- [EXERCISE REQUIREMENTS] Reproduce the data in full, exactly.

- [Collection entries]
.....

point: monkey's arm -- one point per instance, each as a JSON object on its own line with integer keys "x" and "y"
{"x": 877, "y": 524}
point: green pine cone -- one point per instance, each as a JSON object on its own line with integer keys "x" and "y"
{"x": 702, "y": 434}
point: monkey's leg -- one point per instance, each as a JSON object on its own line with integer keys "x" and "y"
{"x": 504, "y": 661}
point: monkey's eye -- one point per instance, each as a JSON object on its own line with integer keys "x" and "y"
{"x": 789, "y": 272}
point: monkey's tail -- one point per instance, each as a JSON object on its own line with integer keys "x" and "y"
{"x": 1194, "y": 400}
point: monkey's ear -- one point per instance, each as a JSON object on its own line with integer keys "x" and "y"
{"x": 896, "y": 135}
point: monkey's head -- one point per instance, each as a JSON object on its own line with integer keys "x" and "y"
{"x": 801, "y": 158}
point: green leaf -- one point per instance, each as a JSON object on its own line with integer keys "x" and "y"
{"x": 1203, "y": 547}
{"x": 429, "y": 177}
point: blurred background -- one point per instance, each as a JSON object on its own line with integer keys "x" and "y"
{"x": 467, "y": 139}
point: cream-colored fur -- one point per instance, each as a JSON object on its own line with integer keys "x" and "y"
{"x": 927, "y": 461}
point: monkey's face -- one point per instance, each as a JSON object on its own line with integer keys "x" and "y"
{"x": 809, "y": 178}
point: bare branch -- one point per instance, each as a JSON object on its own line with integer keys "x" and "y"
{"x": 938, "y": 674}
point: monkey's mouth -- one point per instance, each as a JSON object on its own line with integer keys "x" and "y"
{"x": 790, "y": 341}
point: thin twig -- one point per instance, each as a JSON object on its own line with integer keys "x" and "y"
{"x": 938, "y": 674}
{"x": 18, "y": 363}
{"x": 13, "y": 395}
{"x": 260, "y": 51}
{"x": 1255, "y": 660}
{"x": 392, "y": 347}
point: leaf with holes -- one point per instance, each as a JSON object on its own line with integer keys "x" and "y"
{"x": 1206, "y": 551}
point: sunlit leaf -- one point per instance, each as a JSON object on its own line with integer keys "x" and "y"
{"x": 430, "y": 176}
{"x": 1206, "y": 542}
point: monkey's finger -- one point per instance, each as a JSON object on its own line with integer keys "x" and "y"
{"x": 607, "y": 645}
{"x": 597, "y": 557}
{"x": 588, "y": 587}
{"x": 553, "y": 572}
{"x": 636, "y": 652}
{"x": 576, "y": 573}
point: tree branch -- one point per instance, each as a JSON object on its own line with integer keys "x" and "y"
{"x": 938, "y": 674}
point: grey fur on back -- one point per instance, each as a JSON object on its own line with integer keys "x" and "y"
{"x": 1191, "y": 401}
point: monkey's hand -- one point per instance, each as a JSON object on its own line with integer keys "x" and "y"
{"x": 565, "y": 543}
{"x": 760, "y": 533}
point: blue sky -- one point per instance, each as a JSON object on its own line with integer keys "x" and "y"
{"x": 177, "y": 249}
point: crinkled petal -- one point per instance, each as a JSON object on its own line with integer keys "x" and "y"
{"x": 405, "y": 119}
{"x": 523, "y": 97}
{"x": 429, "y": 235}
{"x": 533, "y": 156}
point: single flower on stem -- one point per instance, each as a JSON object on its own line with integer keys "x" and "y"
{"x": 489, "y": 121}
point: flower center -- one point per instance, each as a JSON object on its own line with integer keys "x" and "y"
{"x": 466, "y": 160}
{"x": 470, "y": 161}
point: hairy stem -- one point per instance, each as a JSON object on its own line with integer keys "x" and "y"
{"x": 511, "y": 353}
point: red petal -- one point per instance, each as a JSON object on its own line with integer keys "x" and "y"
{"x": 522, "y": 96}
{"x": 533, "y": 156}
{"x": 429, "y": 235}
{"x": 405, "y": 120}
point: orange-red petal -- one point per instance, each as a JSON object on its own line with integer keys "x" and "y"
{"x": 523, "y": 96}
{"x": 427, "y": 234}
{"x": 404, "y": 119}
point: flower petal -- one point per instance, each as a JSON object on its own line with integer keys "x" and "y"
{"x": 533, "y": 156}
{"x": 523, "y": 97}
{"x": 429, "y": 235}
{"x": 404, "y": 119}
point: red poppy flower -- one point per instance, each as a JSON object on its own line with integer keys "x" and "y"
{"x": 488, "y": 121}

.....

- [OUTPUT FOR THIS TASK]
point: monkey's arm -- one point per instance, each as a JSON object on its own line with integer keys "x" and "y"
{"x": 877, "y": 524}
point: green pine cone -- one point per instance, each as a JSON object on its own line with integer keys "x" and "y"
{"x": 702, "y": 434}
point: monkey's leg -- one point per instance, each as a JSON object on its own line with integer keys "x" and "y"
{"x": 504, "y": 661}
point: monkey's eye -- one point per instance, each as a JSON object on its own line with integer keys "x" and "y"
{"x": 789, "y": 272}
point: monkey's tail -- one point per instance, each as a JSON object on its own line with integer keys "x" and "y"
{"x": 1194, "y": 400}
point: monkey's ear -- one point per instance, each as a JSON object on its own line with integer keys "x" and "y"
{"x": 896, "y": 135}
point: monkey's head -- one point per instance, each as a JSON object on its own line with integer keys "x" and "y"
{"x": 801, "y": 158}
point: green leaf -- one point per instance, each as a JSON object on its own line with integer keys "x" and "y"
{"x": 1203, "y": 547}
{"x": 429, "y": 177}
point: blurred background -- one point per instance, each as a JSON object on its own line with integer keys "x" and "y"
{"x": 467, "y": 139}
point: cream-colored fur -- one point per instance, each as a JSON object on its own line with integer keys "x" and "y"
{"x": 927, "y": 461}
point: monkey's face -- one point per instance, each as a JSON object on its own line with integer keys "x" and "y"
{"x": 809, "y": 178}
point: bare branch -- one point per instance, each as a JSON object on its own line with integer keys "x" and "y"
{"x": 938, "y": 674}
point: monkey's mouth -- one point per instance, each as a JSON object on its own line with integer keys "x" and "y"
{"x": 790, "y": 341}
point: thin twig -- one point per instance, each as a JSON object on its own line with integer keys "x" and "y"
{"x": 938, "y": 674}
{"x": 18, "y": 363}
{"x": 13, "y": 395}
{"x": 260, "y": 51}
{"x": 1255, "y": 660}
{"x": 392, "y": 347}
point: leaf with holes -- one point per instance, each as a JSON object on its own line with integer keys "x" and "y"
{"x": 1206, "y": 551}
point: sunlit leaf -- one point per instance, each as a JSON object on its own line with integer keys "x" and "y"
{"x": 430, "y": 176}
{"x": 1206, "y": 542}
point: monkey's finger -- one point per instance, each as a JSON object on its own line with integer keys "x" and "y"
{"x": 607, "y": 645}
{"x": 597, "y": 557}
{"x": 588, "y": 587}
{"x": 553, "y": 572}
{"x": 636, "y": 652}
{"x": 576, "y": 573}
point: tree branch -- one point per instance, each as a JSON object on its own line with integer keys "x" and "y"
{"x": 938, "y": 674}
point: grey fur on back -- one point per instance, each as a JSON object on its own line with integer keys "x" and "y"
{"x": 1191, "y": 401}
point: monkey's hand -- one point per instance, each as a JSON object on its own line with integer keys "x" and "y"
{"x": 565, "y": 543}
{"x": 760, "y": 533}
point: blue sky -- one point per instance, each as a JSON object on its own line with integer keys "x" and "y"
{"x": 177, "y": 249}
point: crinkled petal -- one point per instance, each as a JSON object on its own line with integer keys "x" and "y"
{"x": 405, "y": 119}
{"x": 523, "y": 97}
{"x": 429, "y": 235}
{"x": 533, "y": 156}
point: single flower on stem -- one point per instance, each as a JSON object on its own line with integer keys "x" and "y"
{"x": 489, "y": 121}
point: flower center -- one point per instance, each as a JSON object on its own line with integer keys "x" and "y"
{"x": 466, "y": 160}
{"x": 470, "y": 161}
point: hairy stem -- one point per instance, each as a JSON object on its own line with integer keys "x" and "y"
{"x": 511, "y": 353}
point: red petal -- one point per instance, each as a JSON object on its own line with integer keys "x" and "y"
{"x": 522, "y": 96}
{"x": 533, "y": 156}
{"x": 429, "y": 235}
{"x": 405, "y": 120}
point: orange-red petal -- one point per instance, each as a JSON object on its own line with integer keys "x" and "y"
{"x": 523, "y": 96}
{"x": 427, "y": 234}
{"x": 404, "y": 119}
point: flower petal -- one point per instance, each as a JSON object on its own line with integer keys "x" and "y"
{"x": 533, "y": 156}
{"x": 523, "y": 97}
{"x": 429, "y": 235}
{"x": 404, "y": 119}
point: red poppy flower -- one point per instance, each as a JSON object on its own line with integer keys "x" and "y"
{"x": 488, "y": 121}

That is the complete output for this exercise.